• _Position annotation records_
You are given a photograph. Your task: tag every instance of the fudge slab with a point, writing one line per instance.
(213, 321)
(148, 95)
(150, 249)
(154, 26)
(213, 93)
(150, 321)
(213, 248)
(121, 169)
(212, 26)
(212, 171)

• _What to work on_
Without leaving anything out, quote all the data.

• _Written response_
You are given a photograph. Your task: tag every instance of the fudge slab with a point, writing one line per instance.
(213, 321)
(148, 95)
(150, 249)
(154, 26)
(213, 93)
(150, 321)
(213, 248)
(121, 169)
(212, 26)
(212, 171)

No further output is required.